▸ What you have to do:
Set every record down verbatim and omit the pictures.

[[ Information provided open ]]

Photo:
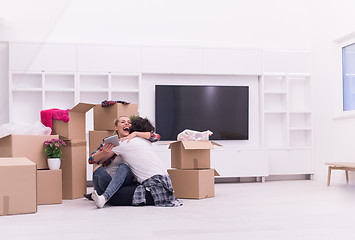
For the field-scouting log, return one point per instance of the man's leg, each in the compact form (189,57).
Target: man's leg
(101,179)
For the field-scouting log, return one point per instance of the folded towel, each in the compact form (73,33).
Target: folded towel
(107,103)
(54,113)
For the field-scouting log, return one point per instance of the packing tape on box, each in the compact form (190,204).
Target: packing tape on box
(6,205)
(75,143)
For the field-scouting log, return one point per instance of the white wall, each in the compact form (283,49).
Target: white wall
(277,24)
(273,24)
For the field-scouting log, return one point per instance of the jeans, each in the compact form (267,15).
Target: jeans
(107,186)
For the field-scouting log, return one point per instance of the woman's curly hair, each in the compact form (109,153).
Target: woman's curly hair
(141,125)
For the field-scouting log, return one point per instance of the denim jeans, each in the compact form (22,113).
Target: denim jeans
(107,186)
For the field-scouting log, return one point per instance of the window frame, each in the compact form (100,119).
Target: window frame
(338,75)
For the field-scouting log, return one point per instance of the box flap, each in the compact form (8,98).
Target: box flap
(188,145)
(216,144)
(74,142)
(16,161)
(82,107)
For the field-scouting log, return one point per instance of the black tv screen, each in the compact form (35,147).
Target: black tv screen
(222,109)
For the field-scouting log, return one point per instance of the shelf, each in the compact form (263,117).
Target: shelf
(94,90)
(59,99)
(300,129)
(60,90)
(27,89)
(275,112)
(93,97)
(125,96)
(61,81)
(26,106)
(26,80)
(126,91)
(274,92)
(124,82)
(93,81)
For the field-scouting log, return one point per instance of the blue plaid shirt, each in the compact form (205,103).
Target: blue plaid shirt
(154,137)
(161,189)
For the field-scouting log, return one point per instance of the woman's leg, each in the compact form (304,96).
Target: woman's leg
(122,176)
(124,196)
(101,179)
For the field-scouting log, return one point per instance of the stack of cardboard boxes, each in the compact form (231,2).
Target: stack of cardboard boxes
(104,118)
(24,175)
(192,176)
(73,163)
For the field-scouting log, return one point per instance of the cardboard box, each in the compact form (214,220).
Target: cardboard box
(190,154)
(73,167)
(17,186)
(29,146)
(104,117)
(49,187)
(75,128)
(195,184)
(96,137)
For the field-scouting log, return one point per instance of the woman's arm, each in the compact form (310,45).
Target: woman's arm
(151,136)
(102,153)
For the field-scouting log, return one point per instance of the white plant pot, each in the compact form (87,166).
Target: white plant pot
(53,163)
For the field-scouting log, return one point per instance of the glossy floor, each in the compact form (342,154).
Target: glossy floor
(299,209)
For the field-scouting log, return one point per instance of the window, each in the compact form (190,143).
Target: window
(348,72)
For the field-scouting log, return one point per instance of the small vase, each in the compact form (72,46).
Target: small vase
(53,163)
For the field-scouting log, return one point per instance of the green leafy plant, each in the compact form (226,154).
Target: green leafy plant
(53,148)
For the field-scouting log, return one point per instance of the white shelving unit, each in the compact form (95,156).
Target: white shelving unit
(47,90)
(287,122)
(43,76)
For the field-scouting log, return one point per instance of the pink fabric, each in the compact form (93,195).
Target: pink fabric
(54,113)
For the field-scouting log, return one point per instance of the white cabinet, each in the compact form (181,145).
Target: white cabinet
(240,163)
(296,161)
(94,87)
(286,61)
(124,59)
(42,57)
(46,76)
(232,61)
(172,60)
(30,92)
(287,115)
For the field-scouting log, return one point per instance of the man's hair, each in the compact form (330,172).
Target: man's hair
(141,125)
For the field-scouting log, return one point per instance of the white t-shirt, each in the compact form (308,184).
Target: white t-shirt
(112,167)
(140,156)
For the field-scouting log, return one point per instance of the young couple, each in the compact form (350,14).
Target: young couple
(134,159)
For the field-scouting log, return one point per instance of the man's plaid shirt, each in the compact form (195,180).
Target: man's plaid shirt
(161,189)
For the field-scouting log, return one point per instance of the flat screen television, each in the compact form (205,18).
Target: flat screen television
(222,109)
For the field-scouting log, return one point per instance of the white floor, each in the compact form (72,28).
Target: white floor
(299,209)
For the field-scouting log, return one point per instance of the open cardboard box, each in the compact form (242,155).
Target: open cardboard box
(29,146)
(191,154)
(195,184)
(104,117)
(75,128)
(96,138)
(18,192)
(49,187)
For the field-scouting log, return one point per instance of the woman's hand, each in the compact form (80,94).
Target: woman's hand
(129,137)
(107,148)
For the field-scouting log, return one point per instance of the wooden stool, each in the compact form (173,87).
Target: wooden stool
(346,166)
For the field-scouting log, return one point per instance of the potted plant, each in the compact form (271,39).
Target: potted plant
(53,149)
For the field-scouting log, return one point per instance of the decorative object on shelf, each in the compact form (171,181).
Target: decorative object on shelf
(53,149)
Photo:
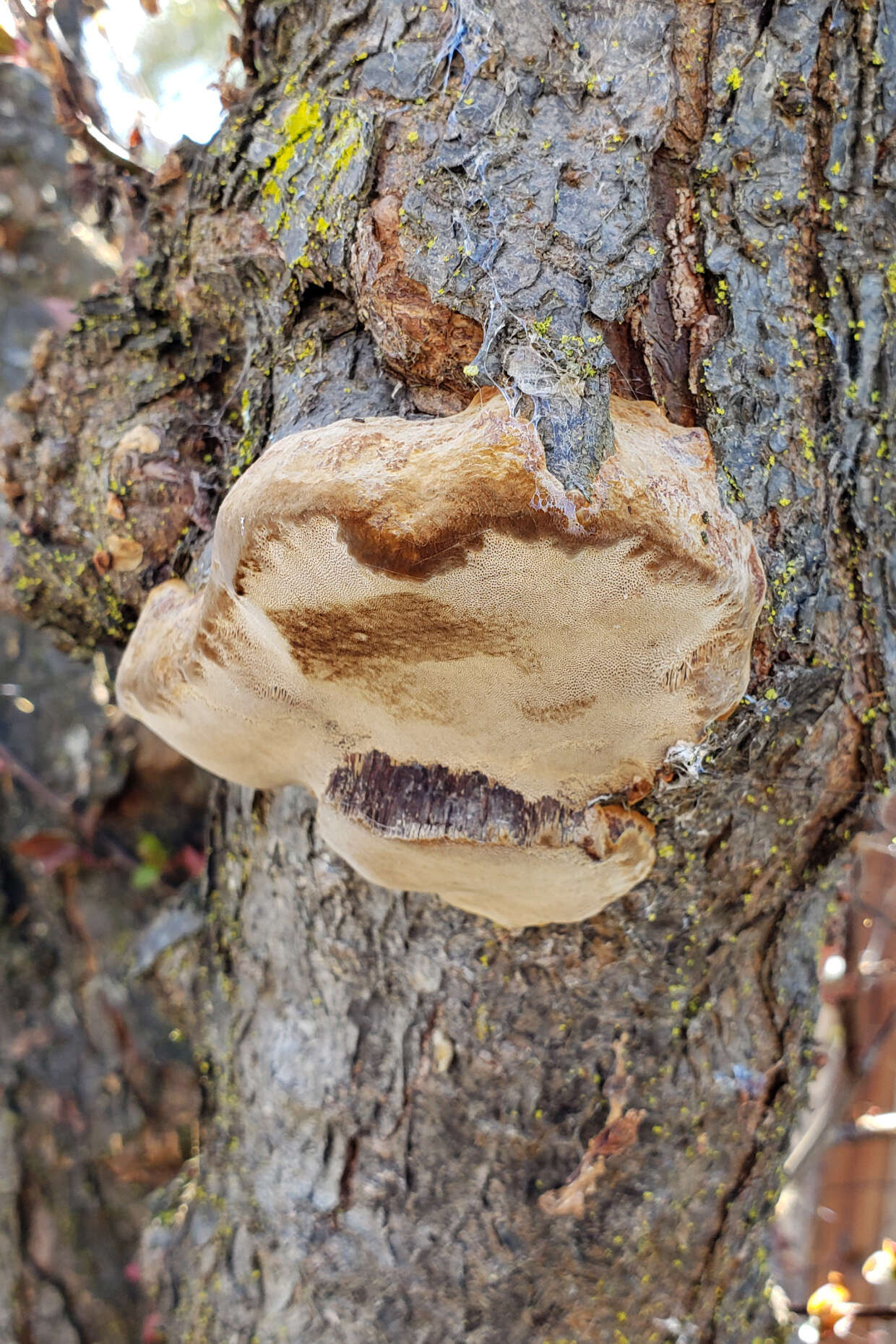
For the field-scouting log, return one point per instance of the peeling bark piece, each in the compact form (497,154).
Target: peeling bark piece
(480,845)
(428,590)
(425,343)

[[ Information provided closed ]]

▸ Response to this exercise:
Photo:
For the field-scouting log, return one point per instance of the man's leg, each in the compact form (189,57).
Target: man's leg
(101,179)
For the field-scouting log, return one point per instance of the folded towel, each in the compact form (73,33).
Target: folded towel
(107,103)
(54,113)
For the field-scouting log, return one point per instance of the packing tape on box, each in the compact form (190,204).
Target: packing tape on box
(6,205)
(75,143)
For the field-scouting log, return one point per instance of the white wall, each in the compact form (283,49).
Target: white wall
(277,24)
(273,24)
For the field-scouting log, return one point per instance of the jeans, each in the compact form (267,15).
Target: jeans
(107,186)
For the field-scouting log, return one point per instance of the woman's curly hair, each in the compact form (109,153).
Target: woman's curly hair
(141,125)
For the field-scouting log, return one point per instance of the denim jeans, each in the compact form (22,113).
Target: denim jeans
(107,186)
For the field-scouting log, return one point per instance of the window frame, each in the compact form (100,119).
Target: window frame
(338,75)
For the field-scouting log, return one point per instance of the box flap, each in the compact form (8,98).
Target: box flap
(188,145)
(216,144)
(74,142)
(16,161)
(82,107)
For the field-scouting log, return one point per instance of the black tv screen, each in the compact form (35,147).
Target: black tv screen
(222,109)
For the field-scouting log, return one point per instance of the shelf, each in the compact form (263,117).
Target: shelf
(94,90)
(59,99)
(300,129)
(60,90)
(27,89)
(275,112)
(93,97)
(125,96)
(61,81)
(26,106)
(26,80)
(126,91)
(274,92)
(124,82)
(93,81)
For the field-scouting log, return one point per instance of the blue plaid shirt, each in the compact form (205,103).
Target: blue plaid shirt
(154,137)
(161,189)
For the field-scouting log, return one point per instance of the woman's leg, each in the compact form (304,96).
Target: woman's leg
(122,176)
(124,196)
(101,179)
For the field-scouting log, return one point per instance of the stack of cardboard boxes, each in the compact form (231,2).
Target: stack of cardboard boxes
(104,118)
(24,175)
(192,176)
(73,163)
For the field-scouting log, return one point per instance of the cardboard box, each in the compact form (214,220).
Target: cardboard box
(190,154)
(73,167)
(17,186)
(29,146)
(104,117)
(49,187)
(75,128)
(195,184)
(96,137)
For the field-scouting log, return one point per instance of the woman's arm, each in the compact form (310,45).
Target: woman's arm
(151,136)
(102,153)
For the field-scouting log, return one point per instance of the white plant pot, each in the compact form (87,166).
Target: white plant pot
(53,163)
For the field-scouting log, return one point per instance of the glossy floor, each in the compact form (342,154).
Target: glossy floor
(299,209)
For the field-scouting log, return one point per instance of the window, each in the compact form (190,143).
Target: window
(348,72)
For the field-scouting log, return one point per instance of the small vase, each in the compact form (72,46).
Target: small vase
(53,163)
For the field-scouting log, return one point per instance of the green leafy plant, each in the compact form (226,154).
Target: green leafy plant
(53,148)
For the field-scouting log, return one point per instance of the white shelving unit, each in the compact form (95,156).
Target: white shelving unit
(47,90)
(287,122)
(43,76)
For the field-scouting log, return one point per instance of the pink fabric, each in the compact form (93,195).
Target: pink fabric
(54,113)
For the field-scouting log, return one point per instance of the white cabinet, each in the compact form (181,145).
Target: white cabinet
(240,163)
(296,161)
(94,87)
(286,61)
(124,59)
(42,57)
(46,76)
(232,61)
(172,60)
(30,92)
(287,115)
For the field-scouting log, return one point per instance of the man's hair, each in the compact form (330,172).
Target: man's hair
(141,125)
For the field-scouting log, return one point per instance of the white t-shirt, each in the compact form (308,184).
Target: white t-shirt
(112,167)
(140,156)
For the field-scouting log, return one point per instance of the young couple, each in the compact form (350,14).
Target: young couple
(134,159)
For the field-scouting log, return one point per instance of the man's plaid shirt, each in the compact form (195,180).
Target: man's plaid shirt
(161,189)
For the field-scouting log, return one point per instance of the flat screen television, each in the compact form (205,18).
Target: flat screen television
(222,109)
For the field-scouting log, return one point per instance of the white floor, each in the compact form (72,28).
Target: white floor
(299,209)
For the field-scouting log, return one point per instance of the open cardboard box, each in the compact form (242,155).
Target: open cardboard box
(29,146)
(191,154)
(195,184)
(104,117)
(75,128)
(96,138)
(18,192)
(49,187)
For the field-scouting log, return one point per instance of the woman's hand, each in the compact form (80,94).
Target: woman's hand
(129,137)
(107,148)
For the field-scouting log, return one point per instance of the wooden stool, each in the compact form (173,87).
Target: wooden stool
(346,166)
For the field-scouting log, return one point per instance of the potted plant, each in the compact form (271,39).
Target: potted plant
(53,149)
For the field-scouting log, return one point per instance of the decorative object on shelf, each in the compact form (171,181).
Target: decorative object on shelf
(53,149)
Photo:
For the field-scouting log, return one point per instance of the peeling bark piece, each in the compact form (497,154).
Target: peeling bark piece
(480,845)
(428,590)
(425,343)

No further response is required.